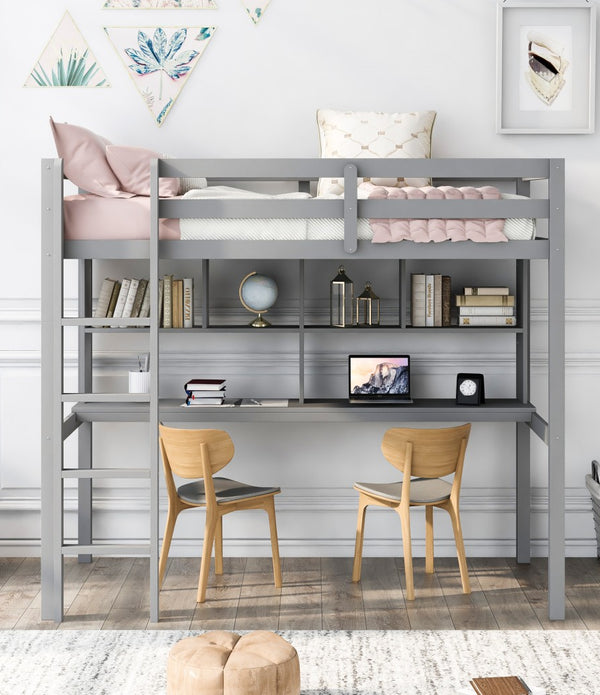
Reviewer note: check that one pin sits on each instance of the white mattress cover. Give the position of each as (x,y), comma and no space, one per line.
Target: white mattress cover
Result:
(318,229)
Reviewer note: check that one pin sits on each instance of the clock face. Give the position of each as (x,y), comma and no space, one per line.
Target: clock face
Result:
(468,387)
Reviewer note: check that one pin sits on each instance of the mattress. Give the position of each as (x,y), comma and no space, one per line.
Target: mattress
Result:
(95,218)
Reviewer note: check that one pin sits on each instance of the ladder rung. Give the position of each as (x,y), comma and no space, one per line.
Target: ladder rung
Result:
(106,473)
(107,549)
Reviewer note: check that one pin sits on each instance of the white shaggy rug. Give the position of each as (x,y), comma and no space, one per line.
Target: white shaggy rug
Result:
(125,662)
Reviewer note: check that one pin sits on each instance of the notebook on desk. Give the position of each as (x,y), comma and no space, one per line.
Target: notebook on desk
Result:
(379,379)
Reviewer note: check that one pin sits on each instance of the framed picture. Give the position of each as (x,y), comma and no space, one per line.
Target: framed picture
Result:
(546,55)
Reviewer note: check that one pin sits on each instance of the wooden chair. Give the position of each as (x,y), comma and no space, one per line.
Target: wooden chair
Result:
(427,454)
(199,454)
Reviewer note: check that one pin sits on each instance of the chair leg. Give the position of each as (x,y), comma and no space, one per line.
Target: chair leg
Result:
(207,546)
(404,513)
(460,548)
(360,534)
(164,551)
(219,546)
(270,508)
(428,539)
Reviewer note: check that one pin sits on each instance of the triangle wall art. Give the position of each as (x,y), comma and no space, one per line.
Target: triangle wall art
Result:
(160,60)
(160,4)
(67,61)
(255,9)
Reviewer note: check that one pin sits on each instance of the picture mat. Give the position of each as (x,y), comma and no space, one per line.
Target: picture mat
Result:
(580,72)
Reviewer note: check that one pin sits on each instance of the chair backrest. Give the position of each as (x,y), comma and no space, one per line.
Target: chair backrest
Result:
(434,452)
(183,449)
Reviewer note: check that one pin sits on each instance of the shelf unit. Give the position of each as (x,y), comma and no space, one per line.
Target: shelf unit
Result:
(94,407)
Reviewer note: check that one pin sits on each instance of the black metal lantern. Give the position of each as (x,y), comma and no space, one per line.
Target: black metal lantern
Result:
(341,300)
(367,307)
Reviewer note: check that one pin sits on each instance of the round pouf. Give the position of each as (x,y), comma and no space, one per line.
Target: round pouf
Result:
(225,663)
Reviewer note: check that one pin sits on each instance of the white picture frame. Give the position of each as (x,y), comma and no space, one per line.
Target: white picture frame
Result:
(545,70)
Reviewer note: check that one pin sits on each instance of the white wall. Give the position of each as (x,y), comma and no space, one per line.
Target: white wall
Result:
(254,93)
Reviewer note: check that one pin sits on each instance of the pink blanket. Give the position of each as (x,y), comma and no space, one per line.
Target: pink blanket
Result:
(385,230)
(92,217)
———
### Exercise objective
Reproduce each entry word for word and cut the images.

### Solution to the exercise
Reviewer note: check that one pin sits on each instance of the white mattress cover. Give the position of each as (x,y), comma and no space, one per line.
Target: white mattress cover
Result:
(318,229)
Reviewer note: check that one pin sits on each instance of the clock face. Give the position of each as (x,y), comma and no space, one per line.
Target: clock face
Result:
(468,387)
Reviewer note: check that one pin sits on each instance of the mattress. Give the position of each as (x,y), comma and no space, one per line.
Target: mattress
Result:
(95,218)
Reviewer note: check that one pin sits on each instance of the ladder rung. Give the position of each as (x,y), comma and no space, one per line.
Target: ladder rung
Result:
(106,473)
(107,549)
Reviewer note: check that one pin sits on each instance of the white shaggy rug. Give the position of each as (x,y), comma and no space, one per line.
Target: white shaggy rug
Result:
(125,662)
Reviewer note: check that one pin sits on each instance of the notebook on desk. Give the position of each as (x,y), comma and no space, one per line.
Target: notebook on desk
Result:
(379,379)
Reviewer note: check that one pin sits on each instance of the framed picture. Give the position of each as (x,y), comma and no space, one per line.
Target: framed picture
Result:
(546,55)
Reviewer note: check that one pin sits on each instance of the wooden chair. Give the position of each as (x,y), comma and no space, one per line.
Target: wooden chair
Result:
(427,454)
(199,454)
Reviewer note: check that one pin sits on each instance of the chair leg. Give the position of each as (x,y), comma and no space, one per line.
Target: chair leg
Result:
(207,546)
(404,513)
(460,548)
(360,534)
(164,551)
(219,546)
(270,508)
(428,539)
Reviewer note: check that one pin sits on each instance of the triangle wall art. Give the position of each as (x,y), comma and no space, one per line.
Target: triangle wall art
Result:
(160,60)
(160,4)
(67,61)
(255,9)
Reviewer note: check that one pin sits on each instance of the picture mat. Give the position of each as (x,y), comma and no space, one per line.
Target: picture mat
Result:
(580,72)
Reviewer note: check that one pin sits on each instance of the chair backrest. Give the position of each as (x,y), comma and no space, one per line.
Target: chair backrest
Result:
(434,452)
(183,449)
Reviewer note: check that one pin sits on each instance of the shelf unit. Give the position of each as (x,y), comma and no space, one per line.
Target: shelf unit
Result:
(94,407)
Reviewer note: check that one pin sits on each instance of the black metal lantern. Give the position of each as (x,y), comma and no space, one per line.
Target: black metal lantern
Result:
(341,300)
(367,307)
Reviewer note: check that one pin sits on each instance of the round pouf. Give the position of each as (x,y), comma and no space, one per line.
Target: round pouf
Result:
(225,663)
Reviewer note: check that one pin sits on each instance of the white picture frame. Give the position of each as (x,y), comma and no space, one per line.
Target: white picture frame
Result:
(545,70)
Reviewer note: check that one pin sits on each instance of the white wall. Give the position of each as (x,y), comma and no space, one per line.
Target: white wall
Result:
(254,93)
Reviewer note: check that one pin sits on each instance of the pink blanket. Give the position of each as (x,y), comma and no space, one per line.
Target: pink blanket
Result:
(385,230)
(92,217)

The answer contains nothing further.